Dataset entries
------------------------
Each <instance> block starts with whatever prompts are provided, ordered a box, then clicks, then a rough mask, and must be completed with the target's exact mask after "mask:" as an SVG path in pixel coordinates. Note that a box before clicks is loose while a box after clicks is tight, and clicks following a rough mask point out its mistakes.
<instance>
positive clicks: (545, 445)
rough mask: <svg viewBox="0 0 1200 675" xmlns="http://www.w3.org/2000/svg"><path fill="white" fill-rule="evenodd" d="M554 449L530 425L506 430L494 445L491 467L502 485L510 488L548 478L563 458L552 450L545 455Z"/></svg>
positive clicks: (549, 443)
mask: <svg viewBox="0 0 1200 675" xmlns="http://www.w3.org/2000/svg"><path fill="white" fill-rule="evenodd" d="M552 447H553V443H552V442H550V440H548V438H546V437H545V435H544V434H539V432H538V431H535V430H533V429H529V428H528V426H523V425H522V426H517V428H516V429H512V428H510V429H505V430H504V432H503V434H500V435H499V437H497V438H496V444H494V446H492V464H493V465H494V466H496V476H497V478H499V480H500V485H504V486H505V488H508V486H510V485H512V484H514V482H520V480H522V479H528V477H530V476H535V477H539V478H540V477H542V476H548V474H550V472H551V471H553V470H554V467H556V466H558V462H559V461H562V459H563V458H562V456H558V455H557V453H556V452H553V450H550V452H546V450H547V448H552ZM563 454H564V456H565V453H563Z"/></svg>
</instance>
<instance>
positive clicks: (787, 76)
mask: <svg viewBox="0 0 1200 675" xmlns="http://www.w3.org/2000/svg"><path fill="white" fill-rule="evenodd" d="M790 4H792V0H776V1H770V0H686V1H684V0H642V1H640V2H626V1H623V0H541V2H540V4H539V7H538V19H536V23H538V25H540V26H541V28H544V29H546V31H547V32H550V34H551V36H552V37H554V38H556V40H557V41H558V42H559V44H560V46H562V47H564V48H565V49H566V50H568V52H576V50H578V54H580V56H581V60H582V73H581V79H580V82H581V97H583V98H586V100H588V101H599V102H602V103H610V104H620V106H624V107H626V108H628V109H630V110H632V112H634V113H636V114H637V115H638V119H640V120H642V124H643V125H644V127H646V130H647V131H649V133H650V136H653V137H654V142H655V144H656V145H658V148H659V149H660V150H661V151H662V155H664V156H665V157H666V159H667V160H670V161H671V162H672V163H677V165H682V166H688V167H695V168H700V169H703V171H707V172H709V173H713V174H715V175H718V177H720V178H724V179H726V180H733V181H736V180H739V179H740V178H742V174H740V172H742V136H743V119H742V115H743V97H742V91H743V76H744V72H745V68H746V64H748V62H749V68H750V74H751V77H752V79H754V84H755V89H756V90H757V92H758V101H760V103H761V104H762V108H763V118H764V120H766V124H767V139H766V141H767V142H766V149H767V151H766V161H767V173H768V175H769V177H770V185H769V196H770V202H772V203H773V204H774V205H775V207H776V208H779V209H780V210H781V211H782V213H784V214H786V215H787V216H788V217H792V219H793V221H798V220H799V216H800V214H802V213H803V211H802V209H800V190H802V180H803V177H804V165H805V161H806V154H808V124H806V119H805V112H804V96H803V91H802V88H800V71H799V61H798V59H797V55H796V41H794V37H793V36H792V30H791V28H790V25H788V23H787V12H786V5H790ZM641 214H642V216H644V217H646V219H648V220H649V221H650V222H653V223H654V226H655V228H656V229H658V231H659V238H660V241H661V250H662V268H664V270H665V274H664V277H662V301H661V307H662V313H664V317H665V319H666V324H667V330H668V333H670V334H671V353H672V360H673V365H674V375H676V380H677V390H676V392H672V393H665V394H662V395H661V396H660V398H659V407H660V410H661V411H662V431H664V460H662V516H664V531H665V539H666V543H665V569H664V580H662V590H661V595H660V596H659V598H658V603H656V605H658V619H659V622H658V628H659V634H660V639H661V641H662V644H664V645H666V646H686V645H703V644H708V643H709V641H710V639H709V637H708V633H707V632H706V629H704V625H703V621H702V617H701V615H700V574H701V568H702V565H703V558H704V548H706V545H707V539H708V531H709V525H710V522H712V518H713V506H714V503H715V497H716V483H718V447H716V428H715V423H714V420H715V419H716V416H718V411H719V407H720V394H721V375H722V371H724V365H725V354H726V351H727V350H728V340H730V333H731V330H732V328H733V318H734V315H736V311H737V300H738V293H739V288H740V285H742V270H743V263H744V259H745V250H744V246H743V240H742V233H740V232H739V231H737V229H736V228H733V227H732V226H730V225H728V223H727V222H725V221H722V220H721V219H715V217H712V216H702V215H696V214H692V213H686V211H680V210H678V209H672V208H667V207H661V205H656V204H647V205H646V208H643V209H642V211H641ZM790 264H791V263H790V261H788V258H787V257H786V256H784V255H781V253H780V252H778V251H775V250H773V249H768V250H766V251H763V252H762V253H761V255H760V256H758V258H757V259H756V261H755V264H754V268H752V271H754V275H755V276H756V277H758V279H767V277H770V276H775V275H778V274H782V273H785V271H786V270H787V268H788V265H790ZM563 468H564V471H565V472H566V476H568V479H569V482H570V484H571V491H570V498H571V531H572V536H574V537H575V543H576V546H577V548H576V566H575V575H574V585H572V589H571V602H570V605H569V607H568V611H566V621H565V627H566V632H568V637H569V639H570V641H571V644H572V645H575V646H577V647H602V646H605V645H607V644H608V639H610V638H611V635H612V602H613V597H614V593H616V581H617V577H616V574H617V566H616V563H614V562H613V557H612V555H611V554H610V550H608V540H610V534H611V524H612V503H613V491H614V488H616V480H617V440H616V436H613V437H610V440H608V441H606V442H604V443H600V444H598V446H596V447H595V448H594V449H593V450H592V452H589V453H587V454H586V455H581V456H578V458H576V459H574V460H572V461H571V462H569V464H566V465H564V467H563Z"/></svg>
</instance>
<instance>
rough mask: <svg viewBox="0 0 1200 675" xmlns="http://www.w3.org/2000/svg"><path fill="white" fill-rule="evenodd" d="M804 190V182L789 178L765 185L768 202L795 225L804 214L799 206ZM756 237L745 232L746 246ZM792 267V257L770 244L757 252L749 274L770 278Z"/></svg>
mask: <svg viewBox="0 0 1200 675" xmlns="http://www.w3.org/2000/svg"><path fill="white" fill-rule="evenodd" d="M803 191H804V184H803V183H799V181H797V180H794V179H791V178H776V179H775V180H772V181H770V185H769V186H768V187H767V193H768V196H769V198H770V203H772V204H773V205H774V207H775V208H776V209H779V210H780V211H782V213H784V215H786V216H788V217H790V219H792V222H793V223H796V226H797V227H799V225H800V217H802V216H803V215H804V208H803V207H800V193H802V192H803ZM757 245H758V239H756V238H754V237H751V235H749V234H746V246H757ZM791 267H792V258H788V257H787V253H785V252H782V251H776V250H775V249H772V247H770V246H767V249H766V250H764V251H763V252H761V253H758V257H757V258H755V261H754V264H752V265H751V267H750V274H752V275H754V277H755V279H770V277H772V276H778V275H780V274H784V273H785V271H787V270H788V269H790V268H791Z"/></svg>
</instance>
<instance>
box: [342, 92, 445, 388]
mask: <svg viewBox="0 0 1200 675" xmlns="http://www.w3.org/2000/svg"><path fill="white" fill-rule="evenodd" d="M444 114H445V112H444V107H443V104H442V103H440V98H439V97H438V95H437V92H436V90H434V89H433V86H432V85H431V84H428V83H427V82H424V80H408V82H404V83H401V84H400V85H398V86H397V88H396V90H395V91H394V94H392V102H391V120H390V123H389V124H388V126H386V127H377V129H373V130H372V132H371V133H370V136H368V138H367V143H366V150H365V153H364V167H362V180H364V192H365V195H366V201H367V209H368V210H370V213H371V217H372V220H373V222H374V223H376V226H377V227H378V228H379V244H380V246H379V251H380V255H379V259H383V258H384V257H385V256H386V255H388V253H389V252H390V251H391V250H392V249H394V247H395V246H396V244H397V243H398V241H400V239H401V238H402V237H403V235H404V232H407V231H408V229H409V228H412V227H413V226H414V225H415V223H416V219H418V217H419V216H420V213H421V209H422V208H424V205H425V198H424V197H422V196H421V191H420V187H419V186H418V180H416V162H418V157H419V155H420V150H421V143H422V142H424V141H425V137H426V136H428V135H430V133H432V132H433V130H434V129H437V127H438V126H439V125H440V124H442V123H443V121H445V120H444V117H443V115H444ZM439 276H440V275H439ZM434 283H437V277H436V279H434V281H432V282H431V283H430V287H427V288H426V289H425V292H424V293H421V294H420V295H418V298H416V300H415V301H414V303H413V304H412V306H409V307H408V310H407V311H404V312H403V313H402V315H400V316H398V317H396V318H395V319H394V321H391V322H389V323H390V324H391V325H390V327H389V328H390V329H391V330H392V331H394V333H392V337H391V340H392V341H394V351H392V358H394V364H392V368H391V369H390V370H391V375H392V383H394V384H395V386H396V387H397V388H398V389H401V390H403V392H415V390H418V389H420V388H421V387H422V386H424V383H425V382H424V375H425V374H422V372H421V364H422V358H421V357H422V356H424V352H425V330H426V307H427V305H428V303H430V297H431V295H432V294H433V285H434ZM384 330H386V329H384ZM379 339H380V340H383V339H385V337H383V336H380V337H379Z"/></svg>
------------------------
_What you need to do_.
Beginning at the top of the data, please return every line until and including the line containing "449L530 425L506 430L494", copied exactly, and nothing past it.

_Your response_.
Each <instance> block starts with whatever prompts are provided, ordered a box, then clicks, then a rough mask, and must be completed with the target's exact mask after "mask:" as an SVG path in pixel coordinates. Note that a box before clicks is loose while a box after clicks is tight, and clicks following a rough mask point out its mistakes.
<instance>
positive clicks: (545, 445)
rough mask: <svg viewBox="0 0 1200 675" xmlns="http://www.w3.org/2000/svg"><path fill="white" fill-rule="evenodd" d="M554 449L530 425L506 430L494 445L491 467L502 485L510 488L548 478L563 458L552 450L545 455Z"/></svg>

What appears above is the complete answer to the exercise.